-- start of SUPPLIED ENTRIES --

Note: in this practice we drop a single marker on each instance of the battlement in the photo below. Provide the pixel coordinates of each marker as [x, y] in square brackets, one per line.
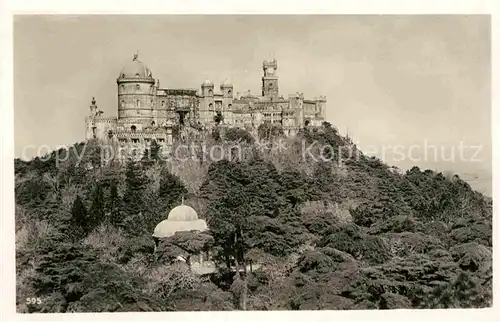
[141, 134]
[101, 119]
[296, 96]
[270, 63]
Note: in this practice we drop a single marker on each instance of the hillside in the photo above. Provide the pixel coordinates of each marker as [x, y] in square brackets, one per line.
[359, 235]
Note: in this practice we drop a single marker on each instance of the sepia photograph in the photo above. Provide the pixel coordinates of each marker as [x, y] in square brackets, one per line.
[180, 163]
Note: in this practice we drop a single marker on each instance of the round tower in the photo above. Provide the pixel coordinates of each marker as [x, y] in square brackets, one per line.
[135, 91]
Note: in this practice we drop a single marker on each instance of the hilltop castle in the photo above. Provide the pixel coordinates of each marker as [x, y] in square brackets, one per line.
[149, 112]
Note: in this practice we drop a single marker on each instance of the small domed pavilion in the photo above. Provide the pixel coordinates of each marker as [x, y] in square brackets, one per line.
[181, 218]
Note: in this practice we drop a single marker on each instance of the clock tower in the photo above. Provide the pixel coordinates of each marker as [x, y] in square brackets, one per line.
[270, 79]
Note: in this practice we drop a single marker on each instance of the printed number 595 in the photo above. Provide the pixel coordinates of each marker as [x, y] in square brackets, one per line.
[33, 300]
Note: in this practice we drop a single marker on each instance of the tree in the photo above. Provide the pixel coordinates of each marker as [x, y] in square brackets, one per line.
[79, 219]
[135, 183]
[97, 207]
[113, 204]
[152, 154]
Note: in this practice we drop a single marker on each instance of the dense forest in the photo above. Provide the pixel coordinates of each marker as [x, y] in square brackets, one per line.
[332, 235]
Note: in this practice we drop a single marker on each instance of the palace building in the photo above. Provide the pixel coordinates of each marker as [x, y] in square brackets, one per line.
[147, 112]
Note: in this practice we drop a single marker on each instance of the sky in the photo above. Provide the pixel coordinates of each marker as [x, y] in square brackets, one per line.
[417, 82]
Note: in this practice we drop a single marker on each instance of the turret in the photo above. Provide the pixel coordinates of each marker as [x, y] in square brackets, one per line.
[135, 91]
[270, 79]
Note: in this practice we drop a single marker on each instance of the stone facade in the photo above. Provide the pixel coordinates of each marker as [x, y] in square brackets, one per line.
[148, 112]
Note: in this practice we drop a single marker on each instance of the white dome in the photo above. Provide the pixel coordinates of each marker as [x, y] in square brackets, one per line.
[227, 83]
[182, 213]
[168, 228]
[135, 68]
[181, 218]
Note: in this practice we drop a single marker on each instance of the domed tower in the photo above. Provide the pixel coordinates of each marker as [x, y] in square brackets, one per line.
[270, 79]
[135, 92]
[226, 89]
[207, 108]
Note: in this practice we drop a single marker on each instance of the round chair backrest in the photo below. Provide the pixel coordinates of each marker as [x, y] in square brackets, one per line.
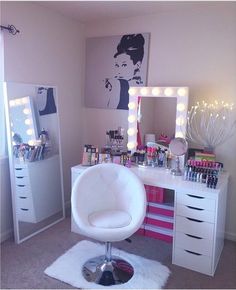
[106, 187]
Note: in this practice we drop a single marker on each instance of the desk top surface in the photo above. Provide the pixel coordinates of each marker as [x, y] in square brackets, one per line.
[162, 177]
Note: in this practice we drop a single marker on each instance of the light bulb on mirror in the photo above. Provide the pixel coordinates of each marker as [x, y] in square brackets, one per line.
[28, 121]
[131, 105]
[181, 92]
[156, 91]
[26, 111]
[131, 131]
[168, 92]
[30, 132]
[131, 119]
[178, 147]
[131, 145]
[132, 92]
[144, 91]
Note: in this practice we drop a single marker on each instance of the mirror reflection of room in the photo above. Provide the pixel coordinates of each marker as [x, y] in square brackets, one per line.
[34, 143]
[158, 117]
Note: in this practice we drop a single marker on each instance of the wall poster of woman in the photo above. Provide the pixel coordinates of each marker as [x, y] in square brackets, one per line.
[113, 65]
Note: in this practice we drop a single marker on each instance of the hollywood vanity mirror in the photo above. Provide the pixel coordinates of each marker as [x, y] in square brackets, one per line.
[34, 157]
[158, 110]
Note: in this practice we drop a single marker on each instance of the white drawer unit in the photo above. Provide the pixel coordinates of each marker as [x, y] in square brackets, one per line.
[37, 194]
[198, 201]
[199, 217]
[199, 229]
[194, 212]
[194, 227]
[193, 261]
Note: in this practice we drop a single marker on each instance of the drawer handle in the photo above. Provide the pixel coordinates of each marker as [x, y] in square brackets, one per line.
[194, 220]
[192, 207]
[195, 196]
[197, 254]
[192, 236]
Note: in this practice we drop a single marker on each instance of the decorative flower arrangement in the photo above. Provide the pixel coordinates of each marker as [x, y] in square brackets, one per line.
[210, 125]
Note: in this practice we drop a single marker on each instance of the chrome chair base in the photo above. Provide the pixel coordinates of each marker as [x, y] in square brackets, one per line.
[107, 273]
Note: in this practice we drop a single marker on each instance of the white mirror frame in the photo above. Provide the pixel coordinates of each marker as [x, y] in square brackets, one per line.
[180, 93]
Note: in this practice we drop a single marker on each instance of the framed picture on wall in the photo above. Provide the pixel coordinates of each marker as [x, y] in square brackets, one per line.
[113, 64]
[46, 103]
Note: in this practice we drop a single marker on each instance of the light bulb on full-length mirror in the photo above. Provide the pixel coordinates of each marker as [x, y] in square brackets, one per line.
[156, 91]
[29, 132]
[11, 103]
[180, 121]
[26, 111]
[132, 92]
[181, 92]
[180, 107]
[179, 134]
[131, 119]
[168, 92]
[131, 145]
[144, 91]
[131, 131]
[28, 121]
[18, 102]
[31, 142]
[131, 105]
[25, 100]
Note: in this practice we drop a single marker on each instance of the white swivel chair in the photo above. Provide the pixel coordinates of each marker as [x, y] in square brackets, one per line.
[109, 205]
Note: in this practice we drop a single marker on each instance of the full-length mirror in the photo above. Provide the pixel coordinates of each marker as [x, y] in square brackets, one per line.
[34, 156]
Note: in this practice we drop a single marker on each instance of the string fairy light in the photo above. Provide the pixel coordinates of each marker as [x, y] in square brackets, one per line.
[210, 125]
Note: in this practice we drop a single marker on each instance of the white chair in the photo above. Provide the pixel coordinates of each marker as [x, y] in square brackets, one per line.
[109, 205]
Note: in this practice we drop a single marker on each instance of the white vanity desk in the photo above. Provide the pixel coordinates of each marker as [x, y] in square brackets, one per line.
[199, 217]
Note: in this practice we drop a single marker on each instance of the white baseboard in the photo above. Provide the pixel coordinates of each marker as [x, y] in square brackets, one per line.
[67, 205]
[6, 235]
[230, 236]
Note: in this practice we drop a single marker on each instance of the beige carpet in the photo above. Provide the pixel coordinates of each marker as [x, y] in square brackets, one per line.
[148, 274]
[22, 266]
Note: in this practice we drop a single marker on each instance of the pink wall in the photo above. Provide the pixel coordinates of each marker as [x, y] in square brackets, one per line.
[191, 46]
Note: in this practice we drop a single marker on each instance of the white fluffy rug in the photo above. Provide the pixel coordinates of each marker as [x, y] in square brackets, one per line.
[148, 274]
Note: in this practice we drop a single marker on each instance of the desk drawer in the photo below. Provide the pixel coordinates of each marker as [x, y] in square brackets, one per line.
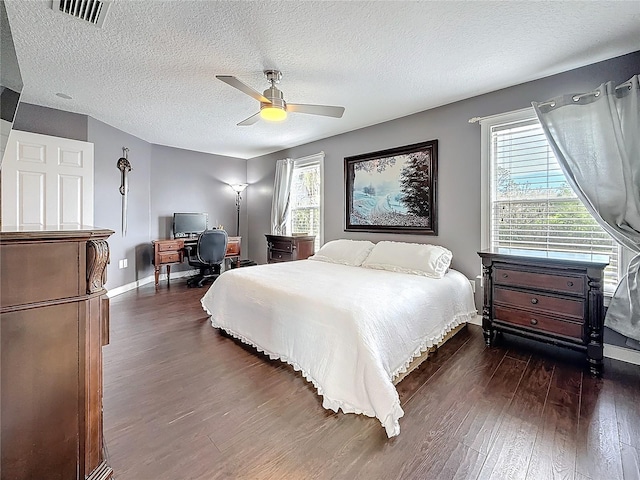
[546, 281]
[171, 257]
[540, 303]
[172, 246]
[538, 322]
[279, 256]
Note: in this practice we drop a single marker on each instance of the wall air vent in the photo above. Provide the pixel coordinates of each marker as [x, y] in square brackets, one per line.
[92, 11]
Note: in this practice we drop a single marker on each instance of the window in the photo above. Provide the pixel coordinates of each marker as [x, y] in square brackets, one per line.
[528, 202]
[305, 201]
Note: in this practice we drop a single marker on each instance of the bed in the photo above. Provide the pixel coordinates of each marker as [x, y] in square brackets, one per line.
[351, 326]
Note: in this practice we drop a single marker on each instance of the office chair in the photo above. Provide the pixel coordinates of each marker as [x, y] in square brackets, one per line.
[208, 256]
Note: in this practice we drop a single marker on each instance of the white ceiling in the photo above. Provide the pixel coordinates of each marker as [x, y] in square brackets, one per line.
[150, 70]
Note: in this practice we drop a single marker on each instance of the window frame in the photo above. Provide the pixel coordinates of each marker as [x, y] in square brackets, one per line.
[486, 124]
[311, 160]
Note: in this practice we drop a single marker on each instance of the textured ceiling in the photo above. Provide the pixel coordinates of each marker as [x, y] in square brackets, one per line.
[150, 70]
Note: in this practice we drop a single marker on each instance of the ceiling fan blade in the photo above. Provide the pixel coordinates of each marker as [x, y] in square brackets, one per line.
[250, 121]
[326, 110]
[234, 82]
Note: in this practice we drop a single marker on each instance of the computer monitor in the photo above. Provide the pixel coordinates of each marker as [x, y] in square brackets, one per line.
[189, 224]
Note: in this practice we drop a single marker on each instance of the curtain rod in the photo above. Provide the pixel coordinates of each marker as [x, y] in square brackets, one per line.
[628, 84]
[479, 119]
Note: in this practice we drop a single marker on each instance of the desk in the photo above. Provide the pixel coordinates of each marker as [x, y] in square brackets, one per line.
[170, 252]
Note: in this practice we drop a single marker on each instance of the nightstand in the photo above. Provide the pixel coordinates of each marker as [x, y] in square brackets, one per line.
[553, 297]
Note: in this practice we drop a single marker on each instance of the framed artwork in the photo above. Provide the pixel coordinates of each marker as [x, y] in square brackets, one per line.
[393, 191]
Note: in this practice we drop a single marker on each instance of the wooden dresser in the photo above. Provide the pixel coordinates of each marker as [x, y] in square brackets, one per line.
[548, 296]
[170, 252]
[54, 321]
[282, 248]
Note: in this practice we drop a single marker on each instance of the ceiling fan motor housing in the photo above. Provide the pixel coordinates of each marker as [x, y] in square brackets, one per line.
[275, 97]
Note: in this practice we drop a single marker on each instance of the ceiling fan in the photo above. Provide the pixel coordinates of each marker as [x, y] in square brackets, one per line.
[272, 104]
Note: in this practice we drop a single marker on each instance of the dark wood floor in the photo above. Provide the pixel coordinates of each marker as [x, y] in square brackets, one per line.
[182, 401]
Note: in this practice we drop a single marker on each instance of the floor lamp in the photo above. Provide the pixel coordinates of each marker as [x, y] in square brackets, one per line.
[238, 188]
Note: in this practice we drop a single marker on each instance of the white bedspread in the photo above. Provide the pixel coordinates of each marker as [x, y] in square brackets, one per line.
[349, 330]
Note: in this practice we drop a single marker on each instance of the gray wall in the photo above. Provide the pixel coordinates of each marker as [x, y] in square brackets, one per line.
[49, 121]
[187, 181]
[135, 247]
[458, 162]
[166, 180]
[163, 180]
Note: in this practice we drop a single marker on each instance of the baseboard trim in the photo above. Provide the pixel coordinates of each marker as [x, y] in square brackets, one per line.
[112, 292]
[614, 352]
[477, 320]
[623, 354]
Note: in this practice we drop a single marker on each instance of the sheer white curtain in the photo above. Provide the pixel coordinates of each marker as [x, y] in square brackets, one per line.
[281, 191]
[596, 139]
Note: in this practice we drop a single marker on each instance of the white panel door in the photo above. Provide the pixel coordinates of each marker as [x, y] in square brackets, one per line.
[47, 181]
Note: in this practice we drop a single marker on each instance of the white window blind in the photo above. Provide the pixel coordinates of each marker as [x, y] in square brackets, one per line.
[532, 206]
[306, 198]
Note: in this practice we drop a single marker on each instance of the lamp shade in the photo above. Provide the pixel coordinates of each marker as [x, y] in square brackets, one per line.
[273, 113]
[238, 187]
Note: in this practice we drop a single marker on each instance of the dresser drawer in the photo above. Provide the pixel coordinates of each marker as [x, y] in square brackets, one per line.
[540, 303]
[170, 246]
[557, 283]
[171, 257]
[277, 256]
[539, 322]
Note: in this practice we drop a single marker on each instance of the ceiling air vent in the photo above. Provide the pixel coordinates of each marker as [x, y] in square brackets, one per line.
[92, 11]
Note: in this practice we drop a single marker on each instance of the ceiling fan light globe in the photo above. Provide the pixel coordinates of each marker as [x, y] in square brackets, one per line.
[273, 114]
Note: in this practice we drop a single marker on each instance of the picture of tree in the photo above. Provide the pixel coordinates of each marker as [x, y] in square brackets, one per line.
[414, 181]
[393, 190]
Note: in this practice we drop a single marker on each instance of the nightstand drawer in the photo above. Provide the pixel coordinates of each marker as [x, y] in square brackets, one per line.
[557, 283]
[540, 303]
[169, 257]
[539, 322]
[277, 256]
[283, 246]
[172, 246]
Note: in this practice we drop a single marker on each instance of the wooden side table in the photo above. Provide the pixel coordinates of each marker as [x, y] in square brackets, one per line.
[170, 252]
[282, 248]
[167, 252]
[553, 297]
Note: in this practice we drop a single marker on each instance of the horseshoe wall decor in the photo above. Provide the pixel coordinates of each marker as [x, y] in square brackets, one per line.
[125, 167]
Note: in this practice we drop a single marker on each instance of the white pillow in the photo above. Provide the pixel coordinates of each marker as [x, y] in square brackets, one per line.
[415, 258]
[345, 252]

-- end of SUPPLIED ENTRIES --

PROBLEM REQUIREMENTS: Reproduce the entries verbatim, starting with the line that contains "of the picture" and continuing through the last line of the entries.

OUTPUT FOR THIS EXERCISE:
Note: in this practice we drop a single marker on each instance of the picture of tree in the photo above. Provide the pixel coordinates of each marker as [x, y] in square brackets, one per line.
[414, 181]
[393, 190]
Note: in this practice we drop a single marker on each instance of the nightstand drawer in the photo above. Provide the pixel coordinates of each marker as [x, y] in square brackets, one per line.
[557, 283]
[540, 303]
[169, 257]
[539, 322]
[277, 256]
[283, 246]
[172, 246]
Note: in this practice we drop a single marker on each instance of the wooden side table in the photo above. Provide the pixel coordinates of each marker as [x, y] in square brackets, one per line.
[170, 252]
[282, 248]
[167, 252]
[553, 297]
Note: in this practice we drop a single marker on each instance of the horseshoe wall decor in the photo above. Provide the pixel coordinates of each marker as [x, y] in square brackets, one per line.
[125, 167]
Note: in this practice we drop a single marker on each instance of the white pillow in the photo above. Provide the pixel coordinates of each marker as [x, y] in square brackets, one per line.
[415, 258]
[345, 252]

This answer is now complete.